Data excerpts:
==================================================
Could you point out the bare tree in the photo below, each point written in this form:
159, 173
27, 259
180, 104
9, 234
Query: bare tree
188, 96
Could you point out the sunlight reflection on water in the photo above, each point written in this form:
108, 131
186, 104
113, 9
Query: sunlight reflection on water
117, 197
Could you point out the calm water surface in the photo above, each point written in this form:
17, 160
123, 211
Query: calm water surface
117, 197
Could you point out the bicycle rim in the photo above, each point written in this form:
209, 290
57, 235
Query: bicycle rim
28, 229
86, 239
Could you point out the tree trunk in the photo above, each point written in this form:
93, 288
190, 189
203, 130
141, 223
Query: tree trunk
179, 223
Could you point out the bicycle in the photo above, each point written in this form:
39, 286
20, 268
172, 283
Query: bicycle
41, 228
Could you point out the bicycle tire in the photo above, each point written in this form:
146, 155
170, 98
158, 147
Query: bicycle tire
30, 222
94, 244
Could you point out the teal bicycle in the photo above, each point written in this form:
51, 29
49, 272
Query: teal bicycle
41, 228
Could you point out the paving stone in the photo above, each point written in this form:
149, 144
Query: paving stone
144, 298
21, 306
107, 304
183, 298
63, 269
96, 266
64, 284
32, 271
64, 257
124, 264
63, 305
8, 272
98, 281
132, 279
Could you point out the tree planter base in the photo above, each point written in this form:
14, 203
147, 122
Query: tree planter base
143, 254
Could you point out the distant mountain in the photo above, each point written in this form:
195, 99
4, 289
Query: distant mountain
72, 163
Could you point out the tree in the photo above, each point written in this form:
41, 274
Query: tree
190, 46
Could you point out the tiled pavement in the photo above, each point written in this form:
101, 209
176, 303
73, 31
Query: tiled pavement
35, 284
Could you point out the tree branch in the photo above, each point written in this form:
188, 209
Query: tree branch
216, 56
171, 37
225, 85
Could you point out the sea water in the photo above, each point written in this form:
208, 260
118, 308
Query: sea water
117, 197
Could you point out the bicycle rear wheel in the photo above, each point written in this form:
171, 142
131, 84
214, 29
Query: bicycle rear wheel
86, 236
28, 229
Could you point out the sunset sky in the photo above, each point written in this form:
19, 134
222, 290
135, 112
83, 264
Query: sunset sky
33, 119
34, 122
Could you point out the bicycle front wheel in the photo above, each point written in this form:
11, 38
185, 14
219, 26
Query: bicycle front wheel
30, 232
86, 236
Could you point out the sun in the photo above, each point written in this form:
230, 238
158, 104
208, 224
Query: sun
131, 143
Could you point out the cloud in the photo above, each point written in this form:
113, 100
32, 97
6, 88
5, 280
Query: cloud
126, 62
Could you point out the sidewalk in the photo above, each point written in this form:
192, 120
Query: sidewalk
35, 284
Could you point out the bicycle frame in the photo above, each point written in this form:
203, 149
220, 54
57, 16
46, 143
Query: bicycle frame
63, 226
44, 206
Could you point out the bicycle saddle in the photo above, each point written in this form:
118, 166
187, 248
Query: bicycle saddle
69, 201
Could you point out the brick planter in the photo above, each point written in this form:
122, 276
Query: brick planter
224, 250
==================================================
→ PROBLEM REQUIREMENTS: Restating every entry above word for word is the whole task.

→ PROBLEM SOLUTION:
Could you point out the bare tree in the photo below, each point written in this form:
159, 173
27, 259
180, 104
9, 234
Query: bare tree
188, 96
Could you point out the sunlight reflection on water in the photo above, each point written in this form:
108, 131
186, 104
113, 9
Query: sunlight reflection on water
117, 197
Could you point out the calm water surface in the photo above, each point written in this form:
17, 160
123, 211
Query: calm water surface
117, 197
Could you point out the bicycle rim in the photo above, each point written in this form:
209, 290
57, 235
Query: bicycle rim
28, 229
86, 239
Could you point out the tree trunk in the photo above, each point written in this form:
93, 288
190, 189
203, 130
141, 223
Query: tree trunk
179, 223
Could you point out the bicycle in the photo above, each point written in this form:
39, 286
20, 268
172, 283
Query: bicycle
41, 228
Could you point out the bicycle tire in the photo above, each point written in this form:
146, 155
170, 98
158, 147
Query: bicycle tire
30, 222
94, 244
Could you point out the teal bicycle in the photo above, each point written in this form:
51, 29
49, 272
Query: teal bicycle
41, 228
Could you point out the paving stone in the photo above, each point written in this form:
149, 144
Query: paving stone
144, 298
21, 306
107, 304
183, 298
63, 269
96, 266
64, 284
32, 271
64, 257
124, 264
63, 305
8, 272
98, 281
132, 279
Could you point out the tree planter base in the photo above, each point written in this form:
14, 203
147, 122
Query: tree planter base
143, 254
Could you point out the distant mountain in the photo above, each point written in this form:
195, 99
4, 289
Query: distant mountain
72, 163
Could you point out the tree in the photo above, each point written in this form:
41, 274
Query: tree
190, 46
Could you point out the tiled pavement in the photo above, each point written in this form:
101, 209
176, 303
73, 31
Query: tiled pavement
35, 284
Could you point out the tree branch in the photo above, each point written in this form:
188, 209
Query: tree branch
216, 56
171, 37
225, 85
Could you point out the sea water in the photo above, each point written in this form:
208, 260
118, 308
Query: sea water
117, 197
Could you point out the bicycle rear wheel in the photo above, each point written in this form:
171, 142
131, 84
214, 29
Query: bicycle rear wheel
86, 236
28, 229
Could you point out the sunset sky in the photo above, each point written in this form:
19, 134
222, 290
135, 112
83, 264
Query: sunset sky
33, 119
34, 122
Could you point out the bicycle front wheel in the photo above, each point written in this form:
11, 38
185, 14
219, 26
Query: bicycle front wheel
30, 232
86, 236
Could you point out the sun in the photo above, each point written in this form:
230, 238
158, 104
208, 224
Query: sun
131, 143
Could you point out the cloud in the photo above, each point written in this form:
113, 100
32, 97
6, 88
5, 280
Query: cloud
126, 62
Could you point out the sidewalk in the photo above, each point written in this form:
192, 120
Query: sidewalk
35, 284
Could you point out the bicycle frame in the photo above, each point written in this form:
203, 149
220, 54
57, 16
46, 143
Query: bicycle frame
63, 226
44, 206
Could you point out the bicycle saddle in the photo above, each point written in this form:
118, 166
187, 248
Query: bicycle saddle
69, 201
Could you point out the brick planter in the photo above, each point written in this form:
122, 276
Query: brick planter
224, 250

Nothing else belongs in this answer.